(Исходный текст):
Увеличить |
349
Еще раз происхождение ученых.
Хотеть сохранить самого себя есть выражение бедственного
состояния, некоего ограничения основного импульса собственной жизни,
восходящего к расширению власти и в этом волении довольно часто
подвергающего сомнению чувство самосохранения и жертвующего им. Пусть сочтут
это за симптом, когда отдельные философы, как, например, чахоточный Спиноза,
усматривали, должны были усматривать решающее значение именно в так называемом
импульсе самосохранения: это были люди, находившиеся как раз в бедственном
состоянии. Что наше современное естествознание столь основательно спуталось со
спинозовской догмой (вконец и грубее всего в дарвинизме с его непостижимо
односторонним учением о “борьбе за существование”) — это коренится,
по-видимому, в происхождении большинства естествоиспытателей: они принадлежат в
этом отношении к “народу”, их предки были бедными и незначительными людьми,
которые слишком хорошо и сблизи знали тяготы хлеба насущного. От всего
английского дарвинизма отдает как бы удушливой атмосферой английского
перенаселения, как бы мелколюдным запахом нужды и тесноты… Но в качестве
естествоиспытателя нужно было выйти из своего человеческого закутка — а в
природе царит не бедственное состояние, но изобилие, расточительность,
доходящая даже до абсурда. Борьба за существование есть лишь исключение, временное
ограничение воли к жизни; великая и малая борьба идет всегда за перевес, за
рост и распределение, за власть, сообразно воле к власти, которая и есть как
раз воля к жизни.
350
К чести homines religiosi.

(Задания):
a. Изложите текст о происхождении ученых в двух предложениях.
b. Возобновите текст о происхождении ученых, начав сразу после его последней строки.

(Исходные данные):
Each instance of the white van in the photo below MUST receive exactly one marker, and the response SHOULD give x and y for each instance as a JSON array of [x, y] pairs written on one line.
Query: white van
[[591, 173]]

(Ожидаемые ответы):
a. Желание лишь сохранить себя выражает бедственное состояние и ограничение основного импульса жизни, направленного на расширение власти, а философы вроде Спинозы, видевшие решающее значение в импульсе самосохранения, сами находились в бедственном состоянии. Современное естествознание, особенно дарвинизм с его учением о «борьбе за существование», спуталось с этой догмой, по-видимому, из-за скромного происхождения большинства естествоиспытателей, тогда как в природе царит изобилие, а борьба идет за перевес и власть, сообразно воле к власти, которая и есть воля к жизни.

b.
Вполне очевидно, что борьба против церкви является между
прочим — ибо она означает многое — и борьбой более пошлых, довольных,
доверчивых, поверхностных натур против господства более сложных, более
глубоких, более созерцательных, стало быть, против более злых и подозрительных
людей, которые сочетали длительное подозрение относительно ценности
существования с размышлениями о собственной своей ценности: общий инстинкт
народа, его чувственная веселость, его “доброе сердце” восстали против них. Вся
римская церковь покоится на южном недоверии к при роде человека, которое
Севером искони понималось фальшиво: с таким недоверием получил европейский Юг
наследство глубокого Востока, доисторической, таинственной Азии и ее
контемпляций. Уже протестантизм есть народный бунт в пользу простодушных,
чистосердечных, поверхностных натур (Север всегда был более добродушным и более
плоским, чем Юг); но только французская революция окончательно и торжественно
вложила скипетр в руки “доброго человека” (овцы. Осла, гуся и всего, что
неизлечимо плоско и визгливо созрело для сумасшедшего дома “современных идей”).
351
К чести священнических натур.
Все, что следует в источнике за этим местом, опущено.